Exercise requirements> Write each line exactly, from the line that holds "photograph in this photo." through the final line of the material, and no other line.

Collected data entries
——————————

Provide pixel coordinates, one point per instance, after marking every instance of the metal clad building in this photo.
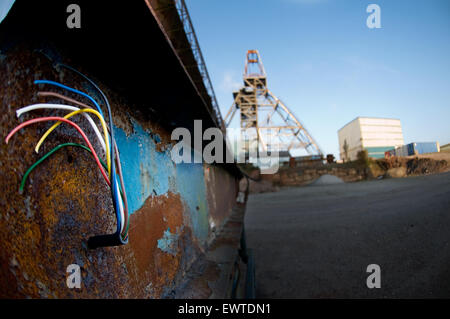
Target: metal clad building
(376, 135)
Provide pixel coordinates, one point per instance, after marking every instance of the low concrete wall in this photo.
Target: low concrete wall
(303, 176)
(175, 209)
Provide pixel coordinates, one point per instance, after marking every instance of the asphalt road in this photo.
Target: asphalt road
(317, 241)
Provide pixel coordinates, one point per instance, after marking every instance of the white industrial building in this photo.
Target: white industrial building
(376, 135)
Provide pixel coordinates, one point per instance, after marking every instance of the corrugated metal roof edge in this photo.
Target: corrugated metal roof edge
(368, 117)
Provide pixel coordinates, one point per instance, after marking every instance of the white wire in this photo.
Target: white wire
(38, 106)
(122, 214)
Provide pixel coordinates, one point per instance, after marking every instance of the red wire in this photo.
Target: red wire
(55, 118)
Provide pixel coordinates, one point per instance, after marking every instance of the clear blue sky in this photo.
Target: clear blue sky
(328, 67)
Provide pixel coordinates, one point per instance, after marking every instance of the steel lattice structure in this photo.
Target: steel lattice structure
(266, 122)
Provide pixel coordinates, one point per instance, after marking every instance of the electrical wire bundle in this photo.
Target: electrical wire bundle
(111, 170)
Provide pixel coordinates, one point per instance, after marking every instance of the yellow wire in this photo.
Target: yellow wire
(108, 155)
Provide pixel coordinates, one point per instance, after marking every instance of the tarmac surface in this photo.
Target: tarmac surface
(317, 241)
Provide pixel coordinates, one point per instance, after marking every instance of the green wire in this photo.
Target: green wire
(43, 158)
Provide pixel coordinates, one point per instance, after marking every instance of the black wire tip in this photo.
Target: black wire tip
(105, 241)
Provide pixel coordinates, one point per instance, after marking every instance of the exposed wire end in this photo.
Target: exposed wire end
(114, 179)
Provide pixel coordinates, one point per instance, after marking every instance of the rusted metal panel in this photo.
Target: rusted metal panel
(65, 201)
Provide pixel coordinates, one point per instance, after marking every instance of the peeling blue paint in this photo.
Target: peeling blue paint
(190, 184)
(169, 242)
(148, 172)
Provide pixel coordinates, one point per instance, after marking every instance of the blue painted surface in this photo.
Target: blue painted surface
(150, 172)
(190, 184)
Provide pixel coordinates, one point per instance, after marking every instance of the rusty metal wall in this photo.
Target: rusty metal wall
(175, 209)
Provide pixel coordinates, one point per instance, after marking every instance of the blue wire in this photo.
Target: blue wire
(71, 90)
(113, 169)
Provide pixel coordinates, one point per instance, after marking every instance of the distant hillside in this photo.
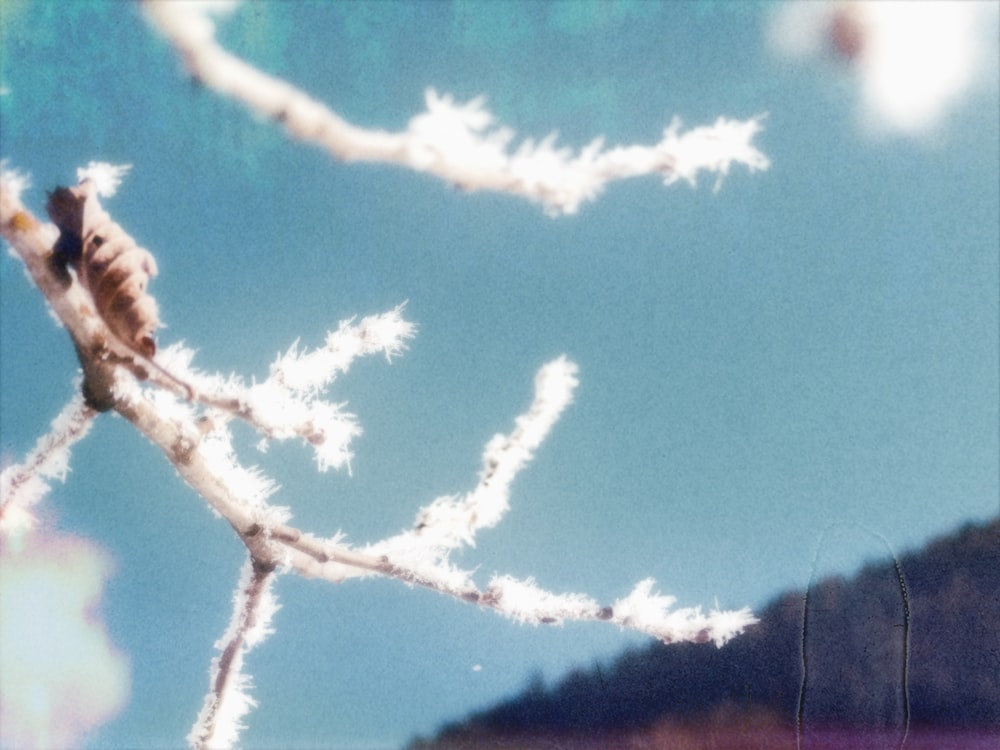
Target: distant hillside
(868, 656)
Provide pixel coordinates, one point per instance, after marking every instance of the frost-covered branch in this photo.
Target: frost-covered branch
(191, 427)
(228, 700)
(22, 485)
(289, 402)
(459, 143)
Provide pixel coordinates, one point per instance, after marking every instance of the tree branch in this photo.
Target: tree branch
(456, 142)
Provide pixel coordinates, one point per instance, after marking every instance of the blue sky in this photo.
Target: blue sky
(809, 354)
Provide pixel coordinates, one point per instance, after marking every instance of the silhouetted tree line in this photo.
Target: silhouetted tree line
(913, 642)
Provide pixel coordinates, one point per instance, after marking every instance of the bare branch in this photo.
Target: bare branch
(456, 142)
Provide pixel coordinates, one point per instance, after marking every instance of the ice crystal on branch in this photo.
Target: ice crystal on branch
(458, 142)
(23, 485)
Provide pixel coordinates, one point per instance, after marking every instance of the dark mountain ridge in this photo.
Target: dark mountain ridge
(908, 644)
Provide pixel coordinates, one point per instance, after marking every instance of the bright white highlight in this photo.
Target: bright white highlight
(914, 60)
(228, 702)
(458, 142)
(106, 177)
(60, 676)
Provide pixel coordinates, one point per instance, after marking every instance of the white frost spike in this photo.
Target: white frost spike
(525, 601)
(14, 180)
(456, 142)
(643, 610)
(228, 701)
(450, 522)
(313, 371)
(106, 177)
(23, 485)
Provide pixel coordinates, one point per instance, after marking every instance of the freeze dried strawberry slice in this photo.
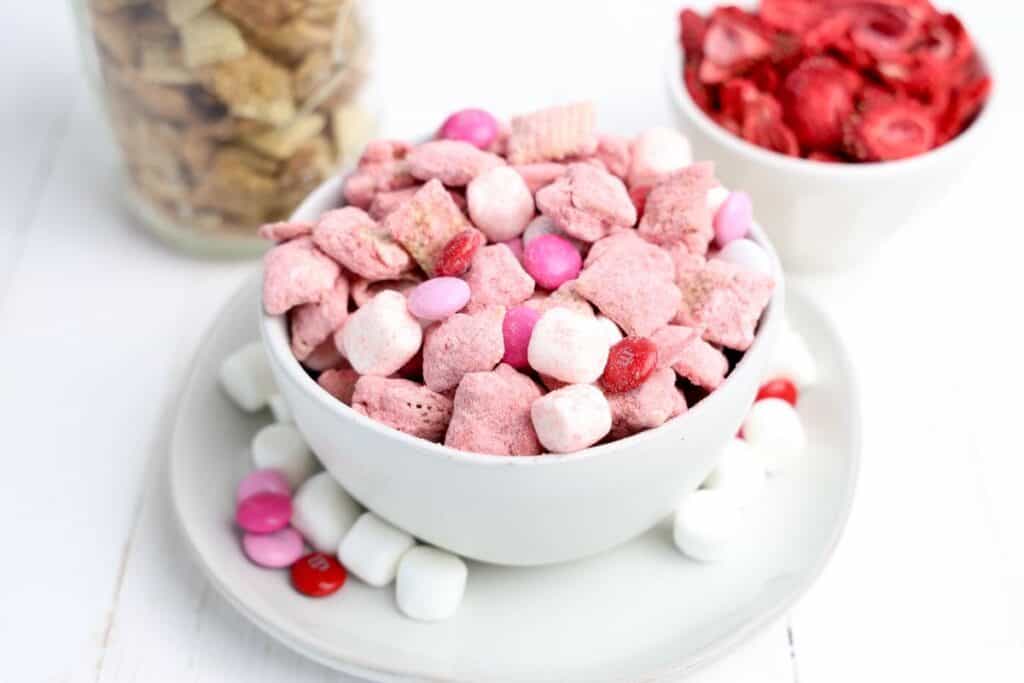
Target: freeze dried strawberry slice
(891, 130)
(691, 33)
(817, 97)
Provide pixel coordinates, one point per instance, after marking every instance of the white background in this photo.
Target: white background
(98, 323)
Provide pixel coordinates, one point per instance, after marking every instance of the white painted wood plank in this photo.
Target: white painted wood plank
(98, 326)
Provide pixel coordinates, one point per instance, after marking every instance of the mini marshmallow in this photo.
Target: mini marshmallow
(280, 410)
(324, 512)
(739, 473)
(373, 548)
(793, 360)
(282, 447)
(430, 584)
(571, 419)
(246, 378)
(382, 336)
(568, 346)
(500, 203)
(656, 152)
(774, 431)
(707, 521)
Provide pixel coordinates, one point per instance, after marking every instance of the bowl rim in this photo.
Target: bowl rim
(675, 63)
(273, 332)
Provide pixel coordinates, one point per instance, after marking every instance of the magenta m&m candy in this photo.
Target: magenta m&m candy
(264, 512)
(275, 550)
(317, 574)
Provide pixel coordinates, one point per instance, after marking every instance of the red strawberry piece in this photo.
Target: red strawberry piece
(816, 99)
(458, 253)
(691, 32)
(631, 361)
(892, 130)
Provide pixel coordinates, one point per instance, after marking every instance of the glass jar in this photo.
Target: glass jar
(227, 113)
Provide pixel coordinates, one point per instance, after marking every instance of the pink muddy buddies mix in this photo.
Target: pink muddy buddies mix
(434, 315)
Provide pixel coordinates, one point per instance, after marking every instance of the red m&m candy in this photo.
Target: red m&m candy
(317, 574)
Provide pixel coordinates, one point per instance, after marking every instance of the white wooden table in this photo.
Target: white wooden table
(98, 323)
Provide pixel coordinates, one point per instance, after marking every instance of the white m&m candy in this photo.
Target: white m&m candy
(774, 431)
(246, 378)
(707, 522)
(281, 446)
(372, 549)
(430, 584)
(324, 512)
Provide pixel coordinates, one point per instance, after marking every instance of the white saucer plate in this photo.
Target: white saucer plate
(642, 611)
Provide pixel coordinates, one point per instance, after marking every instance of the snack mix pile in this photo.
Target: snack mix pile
(836, 80)
(480, 332)
(229, 112)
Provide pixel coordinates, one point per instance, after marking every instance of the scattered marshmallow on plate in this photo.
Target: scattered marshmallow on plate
(246, 377)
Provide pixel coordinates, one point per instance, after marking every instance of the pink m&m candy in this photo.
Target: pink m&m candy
(260, 480)
(732, 220)
(438, 298)
(474, 126)
(552, 260)
(264, 512)
(516, 330)
(275, 550)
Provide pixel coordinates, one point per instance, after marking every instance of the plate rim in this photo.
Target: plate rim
(715, 650)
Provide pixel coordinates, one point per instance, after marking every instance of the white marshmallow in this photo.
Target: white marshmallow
(281, 446)
(246, 378)
(748, 254)
(775, 433)
(280, 409)
(609, 331)
(739, 473)
(372, 549)
(500, 203)
(430, 584)
(707, 521)
(716, 198)
(323, 512)
(382, 336)
(656, 152)
(571, 418)
(568, 346)
(793, 360)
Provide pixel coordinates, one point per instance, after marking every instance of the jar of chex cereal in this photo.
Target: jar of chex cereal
(228, 113)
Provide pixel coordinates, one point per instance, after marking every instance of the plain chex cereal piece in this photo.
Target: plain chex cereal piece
(426, 223)
(463, 343)
(707, 522)
(455, 163)
(571, 419)
(567, 346)
(739, 473)
(553, 134)
(491, 414)
(724, 299)
(677, 212)
(323, 512)
(430, 584)
(373, 548)
(350, 237)
(382, 336)
(587, 203)
(497, 278)
(296, 272)
(404, 406)
(646, 407)
(282, 447)
(313, 323)
(246, 378)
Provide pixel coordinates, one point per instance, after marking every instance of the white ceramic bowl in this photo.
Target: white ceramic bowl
(821, 216)
(517, 510)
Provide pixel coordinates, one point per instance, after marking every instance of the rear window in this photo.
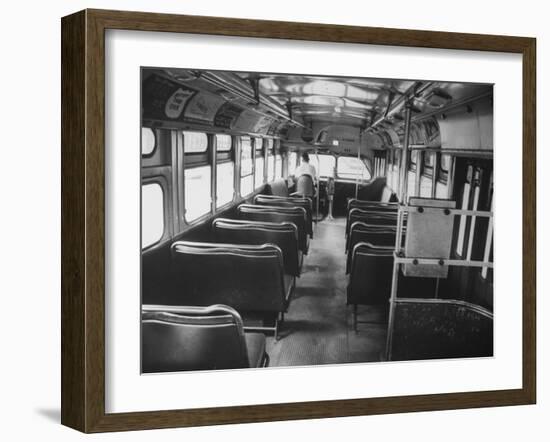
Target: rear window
(223, 143)
(148, 141)
(197, 192)
(352, 168)
(324, 166)
(224, 183)
(291, 163)
(194, 142)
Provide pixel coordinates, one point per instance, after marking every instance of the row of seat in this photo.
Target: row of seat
(198, 338)
(371, 228)
(369, 263)
(247, 271)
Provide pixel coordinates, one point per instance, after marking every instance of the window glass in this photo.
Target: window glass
(463, 218)
(429, 160)
(223, 143)
(324, 166)
(246, 156)
(270, 168)
(148, 141)
(259, 175)
(441, 190)
(247, 185)
(224, 183)
(445, 162)
(278, 166)
(488, 245)
(197, 192)
(411, 183)
(291, 163)
(351, 167)
(414, 157)
(194, 142)
(152, 214)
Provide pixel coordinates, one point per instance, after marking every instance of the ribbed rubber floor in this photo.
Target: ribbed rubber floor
(318, 326)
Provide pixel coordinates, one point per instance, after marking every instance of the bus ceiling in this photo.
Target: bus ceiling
(343, 115)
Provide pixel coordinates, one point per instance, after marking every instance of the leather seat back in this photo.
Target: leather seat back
(294, 215)
(248, 278)
(277, 187)
(354, 203)
(375, 235)
(371, 275)
(266, 200)
(192, 338)
(284, 235)
(383, 218)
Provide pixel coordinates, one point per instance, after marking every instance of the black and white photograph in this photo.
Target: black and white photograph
(301, 220)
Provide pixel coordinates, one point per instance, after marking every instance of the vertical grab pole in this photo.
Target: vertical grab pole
(400, 218)
(359, 158)
(405, 155)
(318, 187)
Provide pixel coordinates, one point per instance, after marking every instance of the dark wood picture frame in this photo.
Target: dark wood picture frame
(83, 220)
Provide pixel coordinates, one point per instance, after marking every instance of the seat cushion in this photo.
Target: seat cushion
(255, 343)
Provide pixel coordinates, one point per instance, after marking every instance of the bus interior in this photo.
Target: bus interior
(382, 253)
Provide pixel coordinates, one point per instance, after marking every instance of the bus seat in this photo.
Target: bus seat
(249, 278)
(284, 235)
(267, 200)
(354, 203)
(371, 217)
(370, 277)
(305, 186)
(373, 234)
(198, 338)
(295, 215)
(440, 328)
(278, 187)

——————————

Final result>
Provide pixel coordinates, one point per instance, after marking every instance of the black and white photograph in this photo.
Target: black and white photograph
(301, 220)
Provide pixel coordinates, one point per instance, after marking every instance of the vertical grab pole in this photo.
Target: vertical grab pole
(400, 218)
(359, 158)
(405, 155)
(318, 187)
Provide pixel coordinates, one point per instance, after marking every instance of the dark wood picture frame in this photo.
Target: dark wood picture frame
(83, 220)
Provide pixel coordinates, one point per instance, after marking every instance of the seat cushion in this photo.
Target: seat cushion
(255, 343)
Provide pixel coordinates, one point per instance, after marking every instance of the bus interior in this photo.
Target: bus interior
(382, 253)
Provide pixel coordinates, one point per instance, after marking every instance of the bus seat in this photo.
Target: bus seat
(249, 278)
(284, 235)
(267, 200)
(354, 203)
(371, 217)
(370, 277)
(305, 186)
(373, 234)
(198, 338)
(295, 215)
(440, 328)
(278, 187)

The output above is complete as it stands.